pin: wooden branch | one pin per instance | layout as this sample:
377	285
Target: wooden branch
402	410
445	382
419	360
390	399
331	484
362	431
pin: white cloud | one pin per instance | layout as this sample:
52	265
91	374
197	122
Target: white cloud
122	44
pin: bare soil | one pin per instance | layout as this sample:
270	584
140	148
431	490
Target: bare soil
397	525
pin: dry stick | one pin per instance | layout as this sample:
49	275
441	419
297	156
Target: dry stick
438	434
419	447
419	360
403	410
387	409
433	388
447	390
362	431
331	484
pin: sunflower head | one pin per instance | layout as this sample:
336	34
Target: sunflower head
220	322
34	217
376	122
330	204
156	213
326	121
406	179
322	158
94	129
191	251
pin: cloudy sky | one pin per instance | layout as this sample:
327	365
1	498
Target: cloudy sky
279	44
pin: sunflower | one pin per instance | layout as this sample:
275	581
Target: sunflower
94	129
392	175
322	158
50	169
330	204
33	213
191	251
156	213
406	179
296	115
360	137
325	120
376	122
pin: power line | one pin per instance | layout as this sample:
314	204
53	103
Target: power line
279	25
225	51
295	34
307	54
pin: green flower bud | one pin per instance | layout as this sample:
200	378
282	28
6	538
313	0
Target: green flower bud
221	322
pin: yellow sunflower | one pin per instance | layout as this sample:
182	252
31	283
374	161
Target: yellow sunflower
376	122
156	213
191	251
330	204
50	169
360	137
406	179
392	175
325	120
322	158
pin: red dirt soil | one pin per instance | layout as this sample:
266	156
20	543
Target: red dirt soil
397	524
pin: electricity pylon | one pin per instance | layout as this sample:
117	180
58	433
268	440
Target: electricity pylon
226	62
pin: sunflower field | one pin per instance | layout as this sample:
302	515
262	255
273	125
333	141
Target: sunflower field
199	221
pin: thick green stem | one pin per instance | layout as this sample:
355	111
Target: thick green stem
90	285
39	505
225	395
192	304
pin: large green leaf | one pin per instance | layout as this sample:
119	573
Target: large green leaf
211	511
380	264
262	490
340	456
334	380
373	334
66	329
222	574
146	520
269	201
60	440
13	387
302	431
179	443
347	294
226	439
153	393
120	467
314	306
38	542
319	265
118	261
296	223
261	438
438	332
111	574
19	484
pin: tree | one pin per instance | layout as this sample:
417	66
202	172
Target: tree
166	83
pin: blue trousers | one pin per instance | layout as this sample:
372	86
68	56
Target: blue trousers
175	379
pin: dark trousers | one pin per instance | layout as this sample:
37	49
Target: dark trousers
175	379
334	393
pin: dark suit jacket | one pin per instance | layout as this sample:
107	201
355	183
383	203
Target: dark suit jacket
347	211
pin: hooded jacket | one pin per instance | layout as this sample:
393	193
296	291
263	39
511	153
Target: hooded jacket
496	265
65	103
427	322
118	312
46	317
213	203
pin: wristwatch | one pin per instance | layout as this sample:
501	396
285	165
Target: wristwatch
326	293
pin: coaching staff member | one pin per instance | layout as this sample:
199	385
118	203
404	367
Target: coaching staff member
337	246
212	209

:: DIRECTIVE ::
Each line from the one containing "pin: yellow sunflower" to the end of the records should be echoed exactly, and no other line.

:: RESULT OF THE EXERCISE ::
pin: yellow sunflower | one pin per instance | layout as this sample:
182	252
31	283
374	161
Target: yellow sunflower
376	122
156	213
191	251
330	204
50	169
360	137
406	179
392	175
325	120
322	158
pin: red dirt soil | one pin per instance | layout as this sample:
266	156
20	543
Target: red dirt soil
397	524
pin: electricity pylon | one pin per instance | layout as this sample:
117	180
58	433
268	440
Target: electricity pylon
226	62
pin: sunflower field | one pin per instance | layout as this sample:
302	515
262	255
273	125
333	141
Target: sunflower field
199	221
pin: thick green stem | one pin per instance | layout as this sample:
355	111
Target: thick green stem
90	285
39	505
225	395
192	304
pin: large green leaf | one pin per instance | layout as this sample:
119	573
Target: large green leaf
211	511
380	264
262	490
340	456
334	380
373	334
66	329
222	574
146	520
269	201
60	440
13	387
302	431
179	443
347	294
226	439
153	393
120	467
314	306
38	542
319	265
118	261
296	223
261	438
438	332
111	574
19	484
pin: tree | one pin per instance | layout as this sample:
417	66
202	172
Target: tree
166	83
pin: blue trousers | one pin per instance | layout as this sample:
372	86
68	56
Target: blue trousers
175	379
pin: dark trousers | one pin per instance | layout as this sample:
37	49
Target: dark trousers
175	379
334	393
pin: dark suit jacket | one pin per instance | layout as this sample:
107	201
355	183
383	203
Target: dark suit jacket
347	211
pin: hooded jacket | one pin per instance | layout as this sample:
393	193
296	291
263	39
511	153
Target: hooded jacket
496	265
65	103
427	322
118	312
46	317
213	203
pin: wristwatch | one pin per instance | layout as this sample:
501	396
285	165
Target: wristwatch
326	293
pin: coaching staff member | one pin per instance | layout as this sample:
199	385
118	203
404	367
Target: coaching staff member
337	246
212	209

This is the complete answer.